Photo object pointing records
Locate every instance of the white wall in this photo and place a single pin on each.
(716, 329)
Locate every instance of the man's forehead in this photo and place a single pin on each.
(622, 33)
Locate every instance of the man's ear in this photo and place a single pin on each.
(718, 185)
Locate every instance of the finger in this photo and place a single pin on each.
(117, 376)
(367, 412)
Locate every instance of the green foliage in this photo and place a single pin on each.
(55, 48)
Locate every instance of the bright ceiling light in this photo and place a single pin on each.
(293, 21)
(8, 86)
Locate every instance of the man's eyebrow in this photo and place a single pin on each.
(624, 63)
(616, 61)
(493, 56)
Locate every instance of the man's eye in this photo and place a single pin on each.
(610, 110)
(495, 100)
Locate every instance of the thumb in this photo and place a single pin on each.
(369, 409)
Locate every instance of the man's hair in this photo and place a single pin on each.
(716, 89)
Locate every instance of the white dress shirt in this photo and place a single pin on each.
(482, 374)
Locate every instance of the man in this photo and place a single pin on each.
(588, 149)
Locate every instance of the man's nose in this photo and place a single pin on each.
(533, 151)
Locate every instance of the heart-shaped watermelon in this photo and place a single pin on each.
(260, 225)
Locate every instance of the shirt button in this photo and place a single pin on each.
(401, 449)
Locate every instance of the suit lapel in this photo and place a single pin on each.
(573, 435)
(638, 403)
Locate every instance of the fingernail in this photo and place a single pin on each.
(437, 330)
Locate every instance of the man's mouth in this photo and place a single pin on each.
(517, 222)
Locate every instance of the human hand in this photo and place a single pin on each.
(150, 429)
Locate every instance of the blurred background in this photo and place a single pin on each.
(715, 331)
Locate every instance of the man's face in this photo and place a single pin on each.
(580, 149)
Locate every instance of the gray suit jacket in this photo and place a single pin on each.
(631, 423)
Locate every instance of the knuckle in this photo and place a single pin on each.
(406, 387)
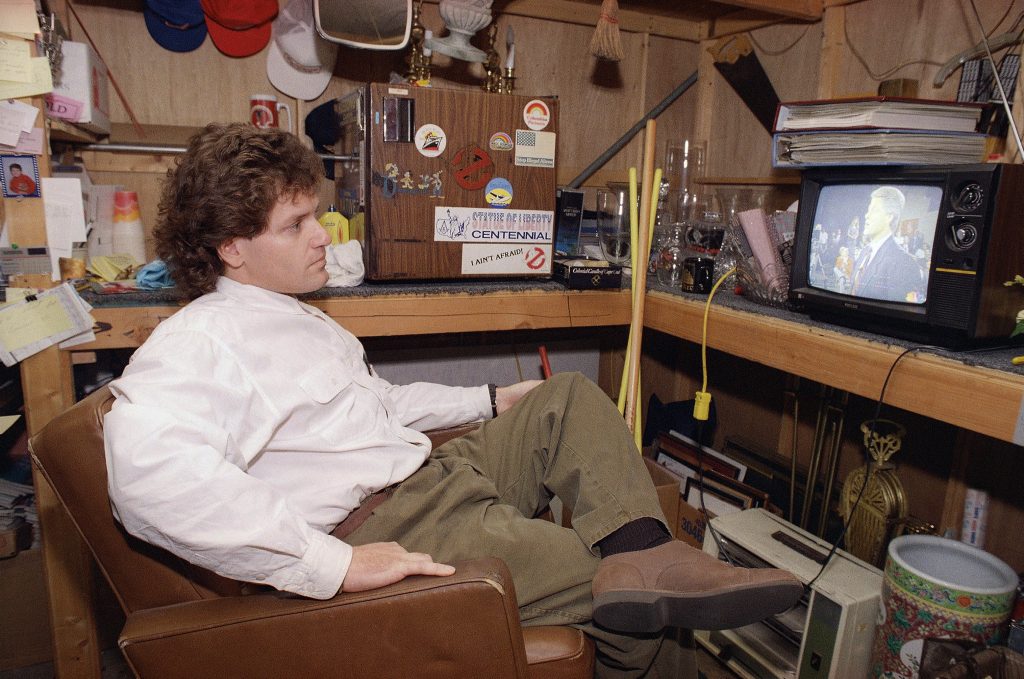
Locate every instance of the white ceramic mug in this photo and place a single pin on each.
(264, 112)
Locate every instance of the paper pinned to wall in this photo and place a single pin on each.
(42, 81)
(65, 218)
(15, 60)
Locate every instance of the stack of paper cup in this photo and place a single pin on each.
(128, 235)
(975, 517)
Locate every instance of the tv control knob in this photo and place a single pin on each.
(965, 235)
(969, 198)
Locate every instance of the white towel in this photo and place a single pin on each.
(344, 264)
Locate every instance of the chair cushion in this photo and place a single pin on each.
(558, 652)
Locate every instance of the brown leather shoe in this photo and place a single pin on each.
(675, 585)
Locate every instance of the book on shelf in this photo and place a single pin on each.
(879, 112)
(873, 146)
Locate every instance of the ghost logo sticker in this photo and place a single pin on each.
(430, 140)
(499, 193)
(473, 168)
(536, 258)
(537, 115)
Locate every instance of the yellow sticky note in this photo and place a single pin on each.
(29, 323)
(18, 294)
(15, 60)
(42, 81)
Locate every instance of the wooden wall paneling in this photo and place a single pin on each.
(738, 144)
(930, 34)
(991, 466)
(670, 62)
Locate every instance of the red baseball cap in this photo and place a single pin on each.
(240, 28)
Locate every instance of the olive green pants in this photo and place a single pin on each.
(477, 496)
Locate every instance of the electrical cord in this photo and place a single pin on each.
(867, 459)
(701, 409)
(700, 413)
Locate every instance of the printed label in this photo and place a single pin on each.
(535, 149)
(493, 225)
(509, 258)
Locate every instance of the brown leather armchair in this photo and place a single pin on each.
(182, 621)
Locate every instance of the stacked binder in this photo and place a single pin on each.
(877, 130)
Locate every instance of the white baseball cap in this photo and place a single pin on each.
(299, 61)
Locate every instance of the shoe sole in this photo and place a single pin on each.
(645, 611)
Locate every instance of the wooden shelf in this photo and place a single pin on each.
(779, 180)
(853, 364)
(61, 130)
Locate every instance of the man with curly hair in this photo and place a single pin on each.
(252, 436)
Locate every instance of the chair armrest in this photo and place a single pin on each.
(463, 625)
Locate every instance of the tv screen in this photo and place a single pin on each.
(873, 241)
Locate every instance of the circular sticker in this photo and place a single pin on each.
(499, 193)
(430, 140)
(536, 258)
(473, 168)
(501, 141)
(537, 115)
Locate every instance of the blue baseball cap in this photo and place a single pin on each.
(175, 25)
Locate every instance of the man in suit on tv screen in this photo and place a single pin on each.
(884, 270)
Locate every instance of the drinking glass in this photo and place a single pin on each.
(613, 225)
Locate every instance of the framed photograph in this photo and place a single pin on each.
(685, 452)
(19, 176)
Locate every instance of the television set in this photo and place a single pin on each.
(919, 253)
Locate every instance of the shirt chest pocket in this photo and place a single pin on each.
(339, 406)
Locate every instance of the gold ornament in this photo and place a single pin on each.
(882, 509)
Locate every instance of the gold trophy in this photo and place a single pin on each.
(873, 520)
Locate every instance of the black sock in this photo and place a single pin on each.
(640, 534)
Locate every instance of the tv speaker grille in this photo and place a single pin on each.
(950, 300)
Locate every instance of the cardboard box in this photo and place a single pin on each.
(83, 81)
(587, 273)
(691, 524)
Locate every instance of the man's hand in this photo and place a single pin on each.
(383, 563)
(506, 397)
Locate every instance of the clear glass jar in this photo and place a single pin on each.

● **Request**
Repeat the data exactly, dropping every picture it holds.

● **Response**
Locate every instance of the white wall in this photo and place a single pin on each.
(716, 329)
Locate every instance of the man's forehead in this photo and place a single pin on each.
(622, 33)
Locate every instance of the man's ear in this photo and place a single pin on each.
(718, 185)
Locate every instance of the finger in this photo and place a single pin on each.
(117, 376)
(367, 412)
Locate every instance of the green foliage in this photo and place a single pin on each.
(55, 48)
Locate every instance of the bright ceiling light in this photo and place a single pin on each.
(293, 21)
(8, 86)
Locate every instance of the man's eyebrow in this photo and place a single pin on each.
(624, 63)
(616, 61)
(493, 56)
Locate every instance of the man's eye in this photo and place a single pin on each.
(610, 110)
(495, 100)
Locate every instance of the thumb in this photo and place a single pin on each.
(369, 409)
Locate every instance of the man's hair in this photo and place a single pin on each.
(716, 89)
Locate every instance of the white dress shirt in this photo and place a single pin on each.
(482, 374)
Locate every instance of the man in this photo and place a single pin on each.
(588, 149)
Locate every instance of the man's nose in this photo and place a single pin on each.
(533, 151)
Locate every instance of the heart-shaped watermelon in this photo and place a single pin on each.
(260, 225)
Locate every instance of the shirt button in this photo and place a single pin on each.
(401, 449)
Locate every instance of the suit lapel in this photo and place a single pin on each.
(573, 435)
(638, 403)
Locate every instance of the fingernail in this photo and place a single pin on each.
(437, 330)
Locate every instance of the man's mouth in this photo and place a single pin on each.
(517, 222)
Locate every instance of the human hand in this photo and place a single pin on each.
(150, 429)
Locate every instance of the blurred background in this photo and place a single pin on each.
(715, 331)
Locate every instance of the man's face in this photo and place a single pin on each.
(580, 149)
Locate every instance of the gray suit jacket in this photo and place a single pin on each.
(631, 423)
Locate every instance of the knuckle in this photo and place a single pin on each.
(406, 387)
Locate every instance of the white ceramic mug in this photo and place a single pin on each.
(264, 112)
Locate every instance of the paper pinned to wall in this photo and place a single pin on each.
(42, 81)
(65, 218)
(15, 60)
Locate every instance of the stack of paper cup in this photo and place a single pin on each.
(128, 235)
(975, 517)
Locate every instance of the tv control knob in this photo and place a single pin on each.
(965, 235)
(969, 198)
Locate every instance of the white towel in this photo and place a single pin on each.
(344, 264)
Locate every instance of the chair cushion in this photo and place a single pin on each.
(558, 652)
Locate every instance of the brown leather shoe in this photo and place a single pin on each.
(675, 585)
Locate every instance of the book on shelf in this photo and place a single pin on each.
(879, 112)
(873, 146)
Locate every instance of the ghost logo sticker in this photo and place a single pin on each.
(430, 140)
(499, 193)
(473, 168)
(536, 258)
(537, 115)
Locate every instance of the yellow sticky note in this photo and place a single pin on each.
(29, 323)
(18, 294)
(15, 60)
(42, 81)
Locate every instance of the wooden wall paneling in this photo and place a single pin on each.
(738, 144)
(930, 34)
(991, 466)
(670, 62)
Locate every instance of the red baseball cap in this photo and place a single pin on each.
(240, 28)
Locate every instance of the olive green pants in this photo and place a single pin on each.
(477, 496)
Locate every instance of the electrical cord in this photo and place a single pin on each.
(867, 459)
(701, 409)
(700, 413)
Locate every instance of the printed label in this photo and place a single pin on each.
(535, 149)
(493, 225)
(509, 258)
Locate every instance of the brown leather armchair in this photo and place a single pin on each.
(182, 621)
Locate every instance of the stacked binder in this photo and place a single pin on each.
(877, 130)
Locate every instance of the white baseball cap in this photo and place a single pin on each.
(299, 61)
Locate every instance of the shoe sole in this photo and place a single pin on each.
(645, 611)
Locate every instance of the wooden shelf in this photo and place a single pin on each.
(779, 180)
(853, 364)
(61, 130)
Locate every instance of the man with curly hair in this photo and place a single pin on each.
(252, 436)
Locate every instance of the chair armrest in this photo and place a single pin on each.
(463, 625)
Locate every instance of the tv screen in this photo and place a single pin on each.
(873, 241)
Locate every instance of the circular sticker in this photo and place a single pin on each.
(499, 193)
(430, 140)
(536, 258)
(473, 168)
(501, 141)
(537, 115)
Locate every instance of the blue baseball cap in this photo and place a single pin on each.
(175, 25)
Locate every instance of the man in suit on tv screen in this photo and place a single pin on each.
(884, 270)
Locate every instance of the drinking glass in this photo and place a single pin on each.
(613, 225)
Locate every instance of the framed photograph in this photo and place a single pin on each.
(685, 452)
(19, 176)
Locate every instance of the television set in this photo and place a single pin on each.
(919, 253)
Locate every instance of the shirt chest pocket in this photo and place a single pin on each.
(339, 406)
Locate every instance of the gold ornament in this photo and place a single pin on each.
(882, 509)
Locate every instance of the gold trophy in this photo and place a single pin on each.
(873, 520)
Locate every instance of the black sock in this photo and place a single pin on each.
(640, 534)
Locate every instance of the tv speaker grille in this photo and place a single pin on each.
(950, 300)
Locate every instance of the cardboard box in this photo and place a single pin on each.
(83, 81)
(587, 273)
(691, 524)
Locate every instance of the man's hand in this photo and place a single pin on each.
(383, 563)
(506, 397)
Locate every instance of the clear glass jar in this photo and place a single pin on each.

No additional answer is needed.